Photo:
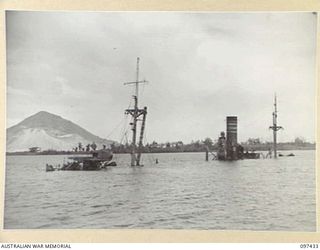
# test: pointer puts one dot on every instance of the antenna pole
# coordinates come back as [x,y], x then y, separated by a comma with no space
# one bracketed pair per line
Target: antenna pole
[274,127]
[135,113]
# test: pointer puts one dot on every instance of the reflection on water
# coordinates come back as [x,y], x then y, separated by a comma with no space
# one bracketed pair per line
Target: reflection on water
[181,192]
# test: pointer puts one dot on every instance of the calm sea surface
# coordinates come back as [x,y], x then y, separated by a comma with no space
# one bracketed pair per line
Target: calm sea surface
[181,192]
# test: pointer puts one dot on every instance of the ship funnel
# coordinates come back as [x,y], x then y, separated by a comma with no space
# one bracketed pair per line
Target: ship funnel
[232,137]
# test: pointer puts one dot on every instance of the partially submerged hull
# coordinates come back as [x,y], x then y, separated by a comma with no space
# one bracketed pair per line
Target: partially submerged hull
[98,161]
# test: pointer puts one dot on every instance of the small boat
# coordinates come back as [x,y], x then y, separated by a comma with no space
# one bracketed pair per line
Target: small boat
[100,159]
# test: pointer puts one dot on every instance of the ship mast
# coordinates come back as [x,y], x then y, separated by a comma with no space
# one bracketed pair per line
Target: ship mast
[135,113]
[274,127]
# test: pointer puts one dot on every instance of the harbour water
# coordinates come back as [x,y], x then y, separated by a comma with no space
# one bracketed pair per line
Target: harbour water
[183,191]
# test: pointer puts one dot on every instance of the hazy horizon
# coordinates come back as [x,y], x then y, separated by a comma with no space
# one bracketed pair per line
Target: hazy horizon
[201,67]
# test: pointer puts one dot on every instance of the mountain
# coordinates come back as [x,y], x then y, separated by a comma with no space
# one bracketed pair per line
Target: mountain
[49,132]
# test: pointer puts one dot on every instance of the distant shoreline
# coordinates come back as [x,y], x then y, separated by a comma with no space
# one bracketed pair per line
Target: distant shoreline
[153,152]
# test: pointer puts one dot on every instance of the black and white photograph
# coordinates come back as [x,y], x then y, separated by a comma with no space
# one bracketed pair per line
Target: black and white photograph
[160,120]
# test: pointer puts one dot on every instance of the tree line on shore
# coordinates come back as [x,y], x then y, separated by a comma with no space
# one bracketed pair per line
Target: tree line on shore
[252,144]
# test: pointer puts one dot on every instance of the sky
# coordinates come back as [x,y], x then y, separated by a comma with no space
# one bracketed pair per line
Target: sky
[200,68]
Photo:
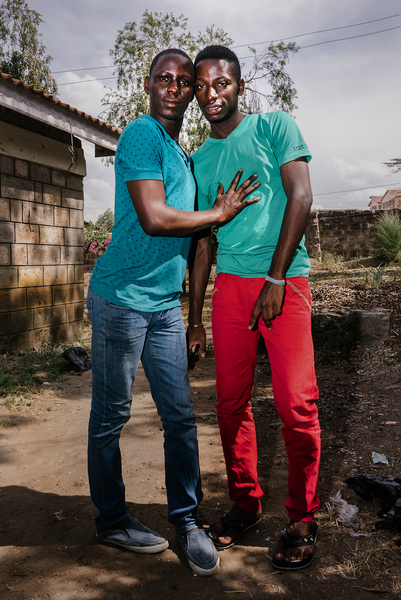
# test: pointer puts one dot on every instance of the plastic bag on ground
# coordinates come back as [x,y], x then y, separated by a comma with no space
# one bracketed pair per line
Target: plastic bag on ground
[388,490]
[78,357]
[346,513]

» Task details
Repeat the material above word for word and skip every image in it.

» Completed task
Photo:
# test: pointer puts one dot on every instance of the antenna pole
# coordinates come back as [x,y], x then y, separated by a comma with no space
# one bracketed pair per line
Target: antenna pole
[274,127]
[135,113]
# test: pointer puts one dot on every instance of the reflection on water
# coordinates come back as [x,y], x then y, separated by a comma with no space
# one bracketed pair per line
Target: reflection on water
[181,192]
# test: pointer puts one dot on every instance of the calm sea surface
# coordinates come back as [x,y], x then y, separated by a comma with no space
# one bracketed pair per line
Target: calm sea surface
[181,192]
# test: pointer puts one dot on every instance of the ship funnel
# coordinates come back as [x,y], x then y, separated by a comma with no space
# one bracketed pair per line
Target: ship funnel
[232,137]
# test: pointer puts one dot on every instance of the partially submerged hull
# coordinates come back as [x,y], x then y, separated by a comma with no space
# one bracketed pair per line
Target: partially submerged hull
[98,161]
# test: pointer puts one dot on every instance of the small boat
# coordinates come back as [x,y], x then y, separated by a comma with no space
# one bracketed pair per line
Target: small boat
[100,159]
# test: pointer puts one dot on every instance of the ship mast
# coordinates come back as [x,y], x then y, separated by a comma with no space
# one bracketed pair per line
Target: ship mast
[135,113]
[274,127]
# test: pointer puts one dot on every instance of the harbour water
# coordinates come back as [x,y], x then y, separated by a comma with no space
# one bracketed pair per line
Target: harbour water
[183,191]
# test: pointer puts one dot on every instance of the hazy horizon
# coordinates come back as [x,y], x then y, separated by a comma with no space
# one bracketed pair per line
Target: hazy horizon
[201,67]
# test: pointer puts one dot on every instance of the mountain
# coordinates come back as [x,y], x then y, separated by a comma with no space
# one bracketed pair per line
Target: mountain
[49,132]
# test: pointer puts one dot on every instance of the distant shoreline
# coordinates come back as [x,y], x then y, separated by a comma with no space
# one bracketed pair per line
Target: distant shoreline
[153,152]
# test: pointer puts one dot on every instance of the black and white photograph
# coordinates come back as [x,y], x then y, separated by a comma with no space
# one bracketed pair per line
Target: black and white photograph
[160,120]
# test: pointer puts one dot on every instance of the tree line on shore
# coordinates come back as [x,y], x then y, separated by a comma with no space
# one bracketed pair per line
Target: tree line on shore
[252,144]
# test: pointer puts one dot on every instance of the sky
# coordinates come back as [x,y], x then y, separated by a comma with no space
# one bracketed pair per line
Target: sky
[200,68]
Photo:
# test: pointer puts one dot on every instance of the plastic bag on ground
# coordinates come back as [x,y], x then y, separated by a comma with no space
# one bracketed pair per line
Target: plastic bag on ground
[388,490]
[78,357]
[346,513]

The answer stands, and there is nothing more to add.